Excerpts of location labeling data:

□ □ □ □ □

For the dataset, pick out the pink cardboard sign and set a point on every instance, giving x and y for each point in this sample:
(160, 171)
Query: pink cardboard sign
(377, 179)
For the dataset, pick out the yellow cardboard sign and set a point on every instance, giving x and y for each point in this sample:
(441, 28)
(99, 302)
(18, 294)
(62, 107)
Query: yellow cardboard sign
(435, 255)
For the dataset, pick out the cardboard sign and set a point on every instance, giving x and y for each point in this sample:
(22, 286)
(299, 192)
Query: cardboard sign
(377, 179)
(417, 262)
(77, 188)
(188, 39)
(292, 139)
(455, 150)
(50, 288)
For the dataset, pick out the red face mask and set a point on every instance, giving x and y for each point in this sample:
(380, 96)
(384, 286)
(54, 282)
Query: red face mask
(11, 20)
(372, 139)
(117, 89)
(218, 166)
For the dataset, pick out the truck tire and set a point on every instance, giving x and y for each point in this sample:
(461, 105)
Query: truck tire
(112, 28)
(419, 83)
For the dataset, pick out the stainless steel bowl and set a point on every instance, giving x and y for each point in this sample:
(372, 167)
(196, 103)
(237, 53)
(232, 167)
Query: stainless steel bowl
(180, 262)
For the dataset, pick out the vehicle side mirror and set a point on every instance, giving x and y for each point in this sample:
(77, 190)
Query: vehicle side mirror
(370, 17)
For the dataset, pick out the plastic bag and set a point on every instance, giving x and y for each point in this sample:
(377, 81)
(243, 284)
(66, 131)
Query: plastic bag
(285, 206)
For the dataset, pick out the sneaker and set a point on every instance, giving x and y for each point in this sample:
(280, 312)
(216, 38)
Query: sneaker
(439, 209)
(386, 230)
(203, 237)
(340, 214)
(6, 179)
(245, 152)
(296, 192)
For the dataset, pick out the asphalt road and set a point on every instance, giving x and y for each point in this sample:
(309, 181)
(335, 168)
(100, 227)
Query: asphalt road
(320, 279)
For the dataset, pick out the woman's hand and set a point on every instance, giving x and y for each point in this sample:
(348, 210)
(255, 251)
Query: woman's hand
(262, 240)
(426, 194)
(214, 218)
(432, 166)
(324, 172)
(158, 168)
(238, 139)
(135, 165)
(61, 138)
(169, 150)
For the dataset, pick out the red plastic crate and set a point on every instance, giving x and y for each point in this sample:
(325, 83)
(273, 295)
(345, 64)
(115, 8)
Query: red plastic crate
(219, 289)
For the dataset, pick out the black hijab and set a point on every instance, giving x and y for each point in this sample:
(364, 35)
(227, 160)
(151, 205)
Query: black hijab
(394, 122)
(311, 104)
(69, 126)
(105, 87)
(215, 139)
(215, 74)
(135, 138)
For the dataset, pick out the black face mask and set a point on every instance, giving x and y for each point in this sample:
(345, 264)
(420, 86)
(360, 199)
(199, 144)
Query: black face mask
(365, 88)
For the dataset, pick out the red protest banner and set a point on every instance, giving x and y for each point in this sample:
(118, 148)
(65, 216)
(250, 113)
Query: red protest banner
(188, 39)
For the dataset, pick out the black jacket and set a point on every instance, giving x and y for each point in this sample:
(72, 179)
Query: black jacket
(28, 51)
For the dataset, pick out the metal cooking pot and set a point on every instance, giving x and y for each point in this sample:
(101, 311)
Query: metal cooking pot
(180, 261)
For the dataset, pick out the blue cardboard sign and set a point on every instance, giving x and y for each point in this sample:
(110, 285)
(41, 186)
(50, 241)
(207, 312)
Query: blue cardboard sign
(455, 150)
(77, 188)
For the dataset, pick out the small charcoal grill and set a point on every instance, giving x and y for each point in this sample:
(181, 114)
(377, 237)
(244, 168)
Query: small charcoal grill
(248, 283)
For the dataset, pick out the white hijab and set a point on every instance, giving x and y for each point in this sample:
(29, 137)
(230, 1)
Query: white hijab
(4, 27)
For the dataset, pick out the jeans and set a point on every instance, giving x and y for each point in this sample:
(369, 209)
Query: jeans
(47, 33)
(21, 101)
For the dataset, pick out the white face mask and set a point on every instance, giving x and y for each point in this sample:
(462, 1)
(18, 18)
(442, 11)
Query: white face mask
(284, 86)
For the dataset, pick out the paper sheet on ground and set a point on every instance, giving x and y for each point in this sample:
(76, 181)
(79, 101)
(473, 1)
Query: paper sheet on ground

□ □ □ □ □

What you are asked to do: Copy everything from the line containing "For the dataset, pick out the red protest" down to the end of the entries, requests included. Shift each answer coordinate by adding 112 to both its x and y, and leave the requests and their sample points as they are.

Solved problem:
For the dataset, pick out the red protest banner and set a point on every instance, giving x and y for each point in this sample:
(118, 148)
(65, 216)
(250, 113)
Query: red protest banner
(300, 151)
For the dataset, pick out the black jacket and set a point on every instance, giving x and y for each point in this sample:
(72, 179)
Query: black jacket
(140, 163)
For the dataset, pick out the metal cooking pot and set a point on every instance, giving x and y for each point in this sample:
(101, 311)
Query: metal cooking pot
(292, 373)
For the dataset, pick out the blue cardboard sign and set a point on every instance, giving x and y for each point in this sample:
(110, 285)
(41, 186)
(50, 241)
(207, 312)
Query: blue cardboard sign
(567, 262)
(189, 300)
For the dataset, pick out the small charcoal grill and set a point on every instance, giving x and y for each point in this sample:
(181, 114)
(377, 237)
(244, 168)
Query: small charcoal grill
(360, 395)
For the dataset, pick out the white hijab and set a point on every instance, giving x and y for each point in this sample:
(29, 137)
(230, 1)
Query: white hijab
(116, 139)
For the dataset, pick out the jeans and set a point on every instance, giving x and y for each point in this sample:
(369, 209)
Query: jeans
(159, 145)
(133, 213)
For the dataset, pick out the white face mask and set a point on every instance, giving x and y for each point in this sample:
(462, 1)
(18, 18)
(442, 11)
Query: white face mask
(396, 198)
For the dataset, pick out the paper sheet on ground and set a point on every instance, giving x and y for each point in this sample:
(76, 181)
(79, 101)
(473, 1)
Query: paper sheet on ground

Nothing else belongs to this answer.